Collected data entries
= Beginning of Section =

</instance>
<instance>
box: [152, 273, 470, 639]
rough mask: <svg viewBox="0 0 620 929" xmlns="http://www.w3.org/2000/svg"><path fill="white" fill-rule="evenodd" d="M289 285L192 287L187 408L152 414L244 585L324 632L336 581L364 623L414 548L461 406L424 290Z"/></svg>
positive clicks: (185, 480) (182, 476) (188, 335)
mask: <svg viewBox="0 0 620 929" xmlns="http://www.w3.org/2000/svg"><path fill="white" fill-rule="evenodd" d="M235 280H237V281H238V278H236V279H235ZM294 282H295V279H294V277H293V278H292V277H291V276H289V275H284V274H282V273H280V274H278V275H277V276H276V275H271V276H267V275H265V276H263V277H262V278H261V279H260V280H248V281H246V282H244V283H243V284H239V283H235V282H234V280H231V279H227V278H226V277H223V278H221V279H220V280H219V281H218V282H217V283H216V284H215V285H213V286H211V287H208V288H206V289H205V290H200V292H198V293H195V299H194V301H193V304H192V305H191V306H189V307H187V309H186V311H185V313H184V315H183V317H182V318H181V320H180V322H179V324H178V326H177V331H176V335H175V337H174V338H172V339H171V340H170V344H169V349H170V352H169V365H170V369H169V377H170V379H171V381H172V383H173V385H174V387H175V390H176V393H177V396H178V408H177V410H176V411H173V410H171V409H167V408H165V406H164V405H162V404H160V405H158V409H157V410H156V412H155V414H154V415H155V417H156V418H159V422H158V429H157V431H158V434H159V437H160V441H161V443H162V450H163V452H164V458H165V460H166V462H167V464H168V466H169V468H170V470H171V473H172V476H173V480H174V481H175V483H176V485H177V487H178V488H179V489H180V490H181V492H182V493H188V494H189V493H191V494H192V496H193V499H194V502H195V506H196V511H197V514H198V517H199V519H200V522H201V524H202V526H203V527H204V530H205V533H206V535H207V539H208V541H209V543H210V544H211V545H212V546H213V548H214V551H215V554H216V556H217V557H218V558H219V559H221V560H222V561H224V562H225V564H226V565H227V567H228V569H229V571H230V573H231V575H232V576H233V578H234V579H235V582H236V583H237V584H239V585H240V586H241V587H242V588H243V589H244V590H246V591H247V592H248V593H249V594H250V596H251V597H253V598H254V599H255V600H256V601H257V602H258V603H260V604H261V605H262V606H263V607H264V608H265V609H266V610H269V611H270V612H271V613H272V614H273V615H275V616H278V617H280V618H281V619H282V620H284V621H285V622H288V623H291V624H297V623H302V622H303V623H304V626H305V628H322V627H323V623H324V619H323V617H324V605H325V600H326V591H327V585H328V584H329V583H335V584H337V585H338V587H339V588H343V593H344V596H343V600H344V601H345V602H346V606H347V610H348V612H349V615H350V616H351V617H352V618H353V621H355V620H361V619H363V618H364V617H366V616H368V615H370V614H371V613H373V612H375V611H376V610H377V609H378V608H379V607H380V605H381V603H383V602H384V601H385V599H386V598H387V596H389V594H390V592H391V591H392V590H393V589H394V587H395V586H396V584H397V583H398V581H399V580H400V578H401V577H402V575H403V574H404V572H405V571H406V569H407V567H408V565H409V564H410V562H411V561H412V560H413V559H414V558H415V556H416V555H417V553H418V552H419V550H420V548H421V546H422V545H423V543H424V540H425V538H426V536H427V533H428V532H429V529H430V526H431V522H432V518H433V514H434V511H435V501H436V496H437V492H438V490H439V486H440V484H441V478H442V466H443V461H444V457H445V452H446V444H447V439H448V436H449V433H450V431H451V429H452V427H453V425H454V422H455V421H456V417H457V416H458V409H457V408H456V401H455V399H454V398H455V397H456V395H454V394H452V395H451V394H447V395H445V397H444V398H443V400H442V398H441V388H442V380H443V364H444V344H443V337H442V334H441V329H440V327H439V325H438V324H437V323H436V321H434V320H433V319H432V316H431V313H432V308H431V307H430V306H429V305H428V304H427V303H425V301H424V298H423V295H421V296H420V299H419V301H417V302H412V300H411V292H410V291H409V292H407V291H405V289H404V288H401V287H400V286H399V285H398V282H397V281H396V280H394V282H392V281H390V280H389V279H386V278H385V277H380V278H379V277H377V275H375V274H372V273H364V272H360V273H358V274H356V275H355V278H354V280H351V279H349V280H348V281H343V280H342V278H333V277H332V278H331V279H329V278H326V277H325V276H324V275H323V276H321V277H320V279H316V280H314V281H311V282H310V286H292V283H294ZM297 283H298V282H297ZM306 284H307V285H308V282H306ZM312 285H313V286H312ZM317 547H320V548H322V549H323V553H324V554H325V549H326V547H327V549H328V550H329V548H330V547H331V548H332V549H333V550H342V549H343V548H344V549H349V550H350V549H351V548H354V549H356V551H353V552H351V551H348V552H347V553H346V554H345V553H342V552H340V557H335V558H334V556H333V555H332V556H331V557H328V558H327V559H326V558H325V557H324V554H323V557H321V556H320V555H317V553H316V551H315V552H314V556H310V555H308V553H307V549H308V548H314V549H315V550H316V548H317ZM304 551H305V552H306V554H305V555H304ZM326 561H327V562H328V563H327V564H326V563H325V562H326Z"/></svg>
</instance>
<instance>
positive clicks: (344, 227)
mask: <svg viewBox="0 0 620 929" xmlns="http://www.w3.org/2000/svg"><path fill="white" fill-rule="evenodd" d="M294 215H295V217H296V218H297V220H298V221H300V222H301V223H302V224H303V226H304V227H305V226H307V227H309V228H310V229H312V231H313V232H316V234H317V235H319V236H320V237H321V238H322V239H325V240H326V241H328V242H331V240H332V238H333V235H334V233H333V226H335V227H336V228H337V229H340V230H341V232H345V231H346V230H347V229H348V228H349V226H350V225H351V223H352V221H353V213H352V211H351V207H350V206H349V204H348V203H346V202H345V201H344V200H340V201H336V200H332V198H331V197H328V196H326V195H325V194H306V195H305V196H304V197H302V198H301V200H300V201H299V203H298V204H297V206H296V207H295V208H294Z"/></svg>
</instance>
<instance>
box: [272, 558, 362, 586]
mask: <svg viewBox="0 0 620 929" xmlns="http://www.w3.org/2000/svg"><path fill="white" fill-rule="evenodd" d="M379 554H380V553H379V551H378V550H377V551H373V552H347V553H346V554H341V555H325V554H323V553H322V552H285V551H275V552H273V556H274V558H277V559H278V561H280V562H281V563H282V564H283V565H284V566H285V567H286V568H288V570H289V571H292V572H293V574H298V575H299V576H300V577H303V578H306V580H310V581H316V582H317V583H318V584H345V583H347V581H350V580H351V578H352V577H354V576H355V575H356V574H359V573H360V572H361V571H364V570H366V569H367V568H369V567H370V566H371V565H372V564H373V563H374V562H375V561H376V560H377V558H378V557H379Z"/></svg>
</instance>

= End of Section =

= EXERCISE =
Reproduce the data shown above exactly.

= RESULT OF THE TASK =
</instance>
<instance>
box: [152, 273, 470, 639]
rough mask: <svg viewBox="0 0 620 929" xmlns="http://www.w3.org/2000/svg"><path fill="white" fill-rule="evenodd" d="M289 285L192 287L187 408L152 414L244 585L324 632L336 581L364 623L414 548L461 406L424 290Z"/></svg>
positive clicks: (185, 480) (182, 476) (188, 335)
mask: <svg viewBox="0 0 620 929" xmlns="http://www.w3.org/2000/svg"><path fill="white" fill-rule="evenodd" d="M235 280H237V281H238V278H236V279H235ZM294 282H295V279H294V277H293V278H292V277H291V276H289V275H284V274H282V273H280V274H278V275H277V276H276V275H271V276H267V275H265V276H263V277H262V278H261V279H260V280H248V281H246V282H244V283H243V284H239V283H235V282H234V280H231V279H227V278H226V277H223V278H221V279H220V280H219V281H218V282H217V283H216V284H215V285H213V286H211V287H208V288H206V289H205V290H200V292H198V293H195V299H194V301H193V304H192V305H191V306H189V307H187V309H186V311H185V313H184V315H183V317H182V318H181V320H180V322H179V324H178V326H177V331H176V335H175V337H174V338H172V339H171V340H170V344H169V349H170V352H169V365H170V369H169V377H170V379H171V381H172V383H173V385H174V387H175V390H176V393H177V396H178V408H177V410H176V411H173V410H171V409H167V408H165V406H164V405H162V404H160V405H158V409H157V410H156V412H155V414H154V415H155V417H156V418H159V422H158V429H157V431H158V434H159V437H160V441H161V443H162V450H163V452H164V458H165V460H166V462H167V464H168V466H169V468H170V470H171V473H172V476H173V480H174V481H175V483H176V485H177V487H178V488H179V489H180V490H181V492H182V493H188V494H189V493H191V494H192V496H193V499H194V502H195V506H196V511H197V514H198V517H199V519H200V522H201V524H202V526H203V527H204V530H205V533H206V535H207V539H208V541H209V543H210V544H211V545H212V546H213V548H214V551H215V554H216V556H217V557H218V558H219V559H221V560H222V561H224V562H225V564H226V565H227V567H228V569H229V571H230V573H231V575H232V576H233V578H234V579H235V582H236V583H237V584H239V585H240V586H241V587H242V588H243V589H244V590H246V591H247V592H248V593H249V594H250V596H251V597H253V598H254V599H255V600H256V601H257V602H258V603H260V604H261V605H262V606H263V607H264V608H265V609H266V610H269V611H270V612H271V613H272V614H273V615H275V616H278V617H280V618H281V619H282V620H284V621H285V622H288V623H291V624H297V623H302V622H303V623H304V626H305V628H322V627H323V623H324V619H323V617H324V605H325V600H326V591H327V585H328V584H329V583H335V584H337V585H338V587H339V588H343V593H344V596H343V600H344V601H345V602H346V606H347V610H348V612H349V615H350V616H351V617H352V618H353V621H355V620H361V619H363V618H364V617H366V616H368V615H370V614H371V613H373V612H375V611H376V610H377V609H378V608H379V607H380V605H381V603H383V602H384V601H385V599H386V598H387V596H389V594H390V592H391V591H392V590H393V589H394V587H395V586H396V584H397V583H398V581H399V580H400V578H401V577H402V575H403V574H404V572H405V571H406V569H407V567H408V565H409V564H410V562H411V561H412V560H413V559H414V558H415V556H416V555H417V553H418V552H419V550H420V548H421V546H422V545H423V543H424V540H425V538H426V536H427V533H428V532H429V529H430V526H431V522H432V518H433V514H434V511H435V501H436V496H437V492H438V490H439V486H440V484H441V478H442V466H443V461H444V457H445V452H446V444H447V439H448V436H449V433H450V431H451V429H452V427H453V425H454V422H455V421H456V417H457V416H458V409H457V408H456V401H455V399H454V398H455V397H456V395H454V394H452V395H451V394H447V395H445V397H444V398H443V400H442V398H441V388H442V380H443V364H444V344H443V337H442V334H441V329H440V327H439V325H438V324H437V323H436V321H434V320H433V319H432V316H431V313H432V308H431V307H430V306H429V305H428V304H427V303H425V301H424V298H423V295H421V296H420V299H419V301H417V302H412V300H411V292H410V291H409V292H407V291H405V289H404V288H401V287H400V286H399V285H398V282H397V281H396V280H394V282H392V281H390V280H389V279H386V278H385V277H380V278H379V277H377V275H375V274H372V273H364V272H360V273H358V274H356V275H355V278H354V280H351V279H349V280H348V281H343V280H342V278H333V277H332V278H331V279H329V278H326V277H325V276H324V275H323V276H321V277H320V279H316V280H314V281H311V282H310V286H292V283H294ZM297 283H298V282H297ZM306 284H307V285H308V282H306ZM312 285H313V286H312ZM317 547H320V548H322V549H323V553H324V554H325V549H326V547H327V549H328V550H329V548H330V547H331V548H332V549H333V550H342V549H343V548H344V549H349V550H350V549H351V548H354V549H356V551H353V552H351V551H348V552H347V553H346V554H345V553H342V552H340V557H335V558H334V556H333V555H332V556H331V557H328V558H327V559H326V558H325V557H324V554H323V557H321V556H320V555H317V553H316V551H315V552H314V556H310V555H308V553H307V549H308V548H314V549H315V550H316V548H317ZM304 551H305V552H306V554H305V555H304ZM326 561H327V562H328V563H327V564H326V563H325V562H326Z"/></svg>
</instance>
<instance>
positive clicks: (344, 227)
mask: <svg viewBox="0 0 620 929" xmlns="http://www.w3.org/2000/svg"><path fill="white" fill-rule="evenodd" d="M294 215H295V217H296V218H297V220H298V221H300V222H301V223H302V224H303V226H304V227H305V226H307V227H309V228H310V229H312V231H313V232H316V234H317V235H319V236H320V237H321V238H322V239H325V240H326V241H328V242H331V240H332V238H333V235H334V233H333V226H335V227H336V228H337V229H340V230H341V232H345V231H346V230H347V229H348V228H349V226H350V225H351V223H352V221H353V213H352V211H351V207H350V206H349V204H348V203H346V202H345V201H344V200H340V201H336V200H332V198H331V197H328V196H326V195H325V194H306V195H305V196H304V197H302V198H301V200H300V201H299V203H298V204H297V206H296V207H295V208H294Z"/></svg>
</instance>
<instance>
box: [272, 558, 362, 586]
mask: <svg viewBox="0 0 620 929" xmlns="http://www.w3.org/2000/svg"><path fill="white" fill-rule="evenodd" d="M379 554H380V553H379V551H378V550H377V551H373V552H347V553H346V554H341V555H325V554H323V553H322V552H285V551H275V552H273V556H274V558H277V559H278V561H280V562H281V563H282V564H283V565H284V566H285V567H286V568H288V570H289V571H292V572H293V574H298V575H299V576H300V577H303V578H306V580H310V581H316V582H317V583H318V584H345V583H347V581H350V580H351V578H352V577H354V576H355V575H356V574H359V573H360V572H361V571H364V570H366V569H367V568H369V567H370V566H371V565H372V564H373V563H374V562H375V561H376V560H377V558H378V557H379Z"/></svg>
</instance>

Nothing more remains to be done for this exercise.